> RECORDS FOR THE EXERCISE
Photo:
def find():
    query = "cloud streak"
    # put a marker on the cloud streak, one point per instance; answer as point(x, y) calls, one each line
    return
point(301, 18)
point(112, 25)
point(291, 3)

> SHORT PROBLEM
Please reproduce every line above unchanged, except shift each x and y coordinate in the point answers up by 81.

> RESULT OF THE EXERCISE
Photo:
def find():
    query = "cloud streak"
    # put a marker on the cloud streak, one point per instance; answer as point(x, y) calls, one each line
    return
point(382, 99)
point(193, 106)
point(372, 84)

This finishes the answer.